Exercices à faire:
[A] Dans le texte sur l'équipe de Suisse, contre quelle équipe les deux matches sont-ils jugés emblématiques ?
[B] Reprenez le texte sur l'équipe de Suisse au point où il s'arrête et poursuivez-le.

Etre blasé est-il un signe de progression ?

L’équipe de Suisse a bouclé sa campagne comme on boucle une journée à l’usine en attendant 17h58 pour calculer les deux minutes que prend le déplacement jusqu’à la machine à badger. La qualification maintenant acquise, il reste à faire le bilan sur une campagne plate mais réussie si l’on accepte l’idée que seul compte d’être présent à l’Euro sans espérer y faire grand-chose. Même si les six mois qui nous séparent du tournoi nous permettent d’envisager l’éventualité d’une métamorphose extraordinaire.

Jetons tout d’abord un coup d’oeil furtif sur ces deux derniers matches (puisque c’est quand même de cela qu’il s’agit) : une victoire très large contre une des nations les plus faibles du monde grâce, notamment, à une cascade de penaltys et une victoire à l’arrachée sur un auto-goal. Dit comme ça, c’est certes un peu dur mais, en même temps, on le résumerait de cette façon s’il s’agissait d’une autre équipe que la nôtre. Sur le plan comptable c’est excellent, les victoires en matches officiels font grimper l’indice FIFA, qui permet de grappiller de meilleures places dans les tirages au sort et donnent une certaine aura. Sur le plan du jeu c’est une autre histoire. 

Soyons clairs. Oui, on s’en fout royalement de gagner en ne jouant pas comme le Barça, la question n’est pas d’avoir l’ambition de devenir un modèle esthétique européen (de toute façon avec une défense Djourou – Schär, ce ne sera jamais le cas). Mais gagner «avec la manière» rassure quand on pense à un potentiel avenir contre d’autres équipes légèrement plus menaçantes que l’Estonie ou Saint-Marin. Et sur cette campagne, difficile de se montrer extrêmement confiant dans un avenir immédiat. Ne serait-ce que par la situation générale des joueurs dans leur carrière individuelle, eux qui ont, pour la plupart, régressé soit en allant jouer dans des clubs moyens soit en accumulant les mauvaises prestations dans leurs équipes. Les deux matches contre l’Angleterre étaient, à ce sujet, tout à fait emblématiques. Comment espérer un quart de finale en phase finale comme le clament les dirigeants de l’ASF ?

Données enregistrées:

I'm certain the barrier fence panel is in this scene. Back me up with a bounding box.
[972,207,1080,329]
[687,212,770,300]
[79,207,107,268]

Réponses:
[A] Contre l'Angleterre.

[B]
Ceux-ci justement n’offrent pas non plus une image très rassurante lorsqu’on assiste aux discours très (très, très, très, très) retenus quant à Petkovic, l’homme dont on a l’impression que tout le monde veut se débarrasser maintenant que Lulu Favre est libre. Pour un peu, on se demande si un ratage lors de ces qualifs n’aurait pas fait plaisir à certains. Il ne se dégage pas un sentiment de grande solidarité au sein de la fédération. Alors que Hitzfeld se faisait qualifier de «Gott» quand la Suisse gagnait mais que les défaites n’incriminaient quasiment que les joueurs eux-mêmes, le pauvre Vladimir ne semble être digne d’aucun crédit pour son travail. Et, déjà, on sent que les pontes de l’ASF sauteront sur l’occasion si les matchs de préparation devaient ne pas se dérouler comme il faut (c’est-à-dire s’ils se déroulent exactement comme à l’époque de Hitzfeld). Un peu comme quand des types accoudés au bar observent du coin de l’oeil avec patience le groupe d’étudiantes à la table d’à côté en train de commander leur quatrième tournée de shots Malibu-caramel.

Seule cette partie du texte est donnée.